### Work request
Continue the documentation page on Agentic Image Content Extraction below, starting after the last step shown. The data that follows the page is not part of it.

### Extract to read
◆ ◆ ◆ ◆ ◆ ◆ ◆

Agentic Image Content Extraction for Infra Admins

12 min read

This feature is currently in BETA. It may change before general availability, due to user and client feedback, but it targeted to be high quality and stable. Documentation may lag behind feature updates. Use in production environments at your own discretion. Please refer to our Upgrade and Release Process for more information.

Overview

Field

Value

Feature name

Agentic Image Content Extraction

What it is

Vision AI figure extraction within the MDI pipeline (supersedes deprecated Agentic PDF Extraction)

What it does

Extracts textual content from figures, charts, diagrams, and other visual elements detected within PDF pages during ingestion. Uses vision-capable AI models (Azure OpenAI) to interpret cropped figure images and merges the extracted text back into the page markdown at the correct position. Enhances the standard MDI (Microsoft Document Intelligence) pipeline — does not replace it.

Who it's for

Knowledge base admins who need higher-quality ingestion of image-heavy documents (financial reports, research papers, regulatory filings). End users benefit from charts and graphs becoming searchable in AI chat.

When to use

Pilot tenants with image-heavy document sets (financial reports, research papers, regulatory filings) where chart/graph content is currently lost during ingestion. Recommended to test on a sample folder before enabling space-wide.

Deprecation

Agentic PDF Document Extraction (CUSTOM_SINGLE_PAGE_API with the Agentic Ingestion API identifier) is deprecated and should not be enabled for new tenants. Image Content Extraction is the recommended replacement.

Processing Flow

View diagram “image-extraction-flow” in Confluence

Step-by-step:

  1. node-ingestion-worker splits the PDF into individual pages

  2. For each page, the MDI Client calls Azure Document Intelligence with extractFigures: true

  3. MDI returns the page text/layout plus figure bounding polygons for each detected figure

  4. The MDI Page Composer renders the PDF page as an image at the configured DPI

  5. Each detected figure is cropped from the rendered page image using the polygon coordinates

  6. Cropped figure images are sent (including the detected language by MDI) to the Image Extraction Adapter (up to 5 in parallel)

◆ ◆ ◆ ◆ ◆ ◆ ◆

### Recorded information
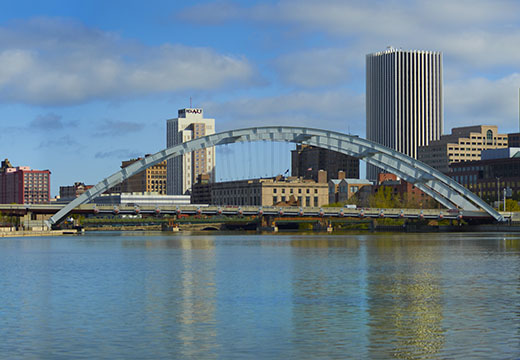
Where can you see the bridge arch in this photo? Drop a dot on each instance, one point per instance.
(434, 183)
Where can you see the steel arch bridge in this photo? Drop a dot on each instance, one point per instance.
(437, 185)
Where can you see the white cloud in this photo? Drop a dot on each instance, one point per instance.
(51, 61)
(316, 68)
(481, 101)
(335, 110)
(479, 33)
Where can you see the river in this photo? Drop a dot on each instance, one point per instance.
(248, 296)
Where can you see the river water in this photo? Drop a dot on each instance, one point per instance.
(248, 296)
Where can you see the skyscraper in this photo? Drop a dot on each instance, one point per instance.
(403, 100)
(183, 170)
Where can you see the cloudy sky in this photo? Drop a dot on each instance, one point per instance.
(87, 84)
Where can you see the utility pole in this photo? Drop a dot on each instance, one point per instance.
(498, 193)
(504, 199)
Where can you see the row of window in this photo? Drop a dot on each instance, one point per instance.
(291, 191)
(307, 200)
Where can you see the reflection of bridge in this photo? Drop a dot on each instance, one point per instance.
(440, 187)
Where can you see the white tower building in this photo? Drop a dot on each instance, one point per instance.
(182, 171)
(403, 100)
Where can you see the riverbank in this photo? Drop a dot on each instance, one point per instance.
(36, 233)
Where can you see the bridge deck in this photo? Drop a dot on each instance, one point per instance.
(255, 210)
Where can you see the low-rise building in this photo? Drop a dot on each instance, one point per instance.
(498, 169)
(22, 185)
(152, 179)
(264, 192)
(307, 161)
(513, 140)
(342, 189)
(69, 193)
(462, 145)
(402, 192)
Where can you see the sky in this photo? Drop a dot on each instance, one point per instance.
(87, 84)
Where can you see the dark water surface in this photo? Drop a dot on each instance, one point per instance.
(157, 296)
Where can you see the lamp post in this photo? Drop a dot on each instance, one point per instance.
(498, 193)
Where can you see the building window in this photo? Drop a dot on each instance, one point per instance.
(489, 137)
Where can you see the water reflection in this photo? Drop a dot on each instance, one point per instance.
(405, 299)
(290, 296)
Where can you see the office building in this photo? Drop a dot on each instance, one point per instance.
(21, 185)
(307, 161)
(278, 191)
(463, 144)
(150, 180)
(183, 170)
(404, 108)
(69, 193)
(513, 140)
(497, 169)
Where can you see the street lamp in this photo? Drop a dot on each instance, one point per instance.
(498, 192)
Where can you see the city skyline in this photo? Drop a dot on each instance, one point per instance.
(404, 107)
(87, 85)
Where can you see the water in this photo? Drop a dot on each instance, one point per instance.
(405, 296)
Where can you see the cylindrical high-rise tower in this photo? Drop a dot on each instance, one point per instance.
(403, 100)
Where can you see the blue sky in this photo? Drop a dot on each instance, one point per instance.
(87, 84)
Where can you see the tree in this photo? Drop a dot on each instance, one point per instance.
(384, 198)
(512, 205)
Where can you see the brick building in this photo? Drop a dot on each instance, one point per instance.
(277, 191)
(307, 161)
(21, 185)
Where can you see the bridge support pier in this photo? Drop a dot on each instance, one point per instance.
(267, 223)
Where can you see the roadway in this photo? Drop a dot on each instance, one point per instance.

◆ ◆ ◆ ◆ ◆ ◆ ◆

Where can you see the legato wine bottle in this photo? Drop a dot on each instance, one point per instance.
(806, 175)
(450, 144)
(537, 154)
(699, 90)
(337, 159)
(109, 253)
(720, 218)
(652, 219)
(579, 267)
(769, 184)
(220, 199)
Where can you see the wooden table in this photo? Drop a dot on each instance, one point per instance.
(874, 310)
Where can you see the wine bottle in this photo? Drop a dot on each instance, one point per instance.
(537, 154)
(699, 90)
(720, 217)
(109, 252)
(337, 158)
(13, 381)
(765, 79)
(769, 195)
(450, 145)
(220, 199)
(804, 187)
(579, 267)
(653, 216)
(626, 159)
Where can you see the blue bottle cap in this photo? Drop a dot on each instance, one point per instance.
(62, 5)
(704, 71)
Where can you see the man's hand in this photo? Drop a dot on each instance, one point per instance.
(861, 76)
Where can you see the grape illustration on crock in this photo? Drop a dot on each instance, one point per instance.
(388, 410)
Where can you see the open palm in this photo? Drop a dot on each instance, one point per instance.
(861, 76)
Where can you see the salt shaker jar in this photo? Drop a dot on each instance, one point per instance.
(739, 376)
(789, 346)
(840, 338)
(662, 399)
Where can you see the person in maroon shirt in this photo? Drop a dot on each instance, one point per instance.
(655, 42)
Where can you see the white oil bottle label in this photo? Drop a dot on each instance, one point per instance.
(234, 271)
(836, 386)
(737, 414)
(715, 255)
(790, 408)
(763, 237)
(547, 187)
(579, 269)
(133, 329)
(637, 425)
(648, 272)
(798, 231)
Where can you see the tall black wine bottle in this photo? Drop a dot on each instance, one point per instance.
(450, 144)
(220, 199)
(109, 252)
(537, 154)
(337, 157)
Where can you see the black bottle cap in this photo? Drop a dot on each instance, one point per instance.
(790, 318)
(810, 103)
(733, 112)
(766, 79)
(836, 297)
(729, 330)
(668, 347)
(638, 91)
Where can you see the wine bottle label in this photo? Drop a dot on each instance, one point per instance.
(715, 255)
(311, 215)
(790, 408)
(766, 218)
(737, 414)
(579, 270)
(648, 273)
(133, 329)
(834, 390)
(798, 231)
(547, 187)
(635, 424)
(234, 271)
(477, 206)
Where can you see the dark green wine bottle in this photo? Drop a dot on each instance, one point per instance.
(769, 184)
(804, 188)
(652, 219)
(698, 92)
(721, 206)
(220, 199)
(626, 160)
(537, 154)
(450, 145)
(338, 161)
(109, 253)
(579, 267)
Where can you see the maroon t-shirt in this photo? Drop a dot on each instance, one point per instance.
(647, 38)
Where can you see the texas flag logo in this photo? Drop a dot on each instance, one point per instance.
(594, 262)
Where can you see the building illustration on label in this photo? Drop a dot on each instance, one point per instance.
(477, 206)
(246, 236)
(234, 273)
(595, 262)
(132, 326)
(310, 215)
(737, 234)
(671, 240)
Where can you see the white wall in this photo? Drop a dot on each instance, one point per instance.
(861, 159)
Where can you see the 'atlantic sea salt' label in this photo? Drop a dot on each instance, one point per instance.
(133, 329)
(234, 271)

◆ ◆ ◆ ◆ ◆ ◆ ◆

### Result
  7. The adapter creates async jobs via POST /image-content-extraction/extractions and polls for results

  8. Inside agentic-ingestion, the worker picks up each job and applies the configured strategy:

    • ONE_STEP — Single vision LLM call to directly extract content from the figure

    • TWO_STEP — First classify the image (chart, table, diagram, icon, etc.), then extract with a category-specific prompt; non-informational categories (icons, decorative images) are skipped

  9. The vision LLM is called via API_BASE (node-chat gateway). If the primary model fails, an automatic fallback to a secondary model is attempted

  10. Results are returned to the composer, which merges figure texts into the page markdown at the correct positions, preserving reading order and captions

Fallback Behavior

  • Primary → Fallback model: If primary LLM fails (except content filter), retries with fallback model

  • Per-figure resilience: If extraction fails for an individual figure → empty text for that figure; rest of page composes normally

  • Pipeline fallback: If entire figure extraction pipeline fails → falls back to standard MDI output (no figure text)

Code Path (node-ingestion-worker)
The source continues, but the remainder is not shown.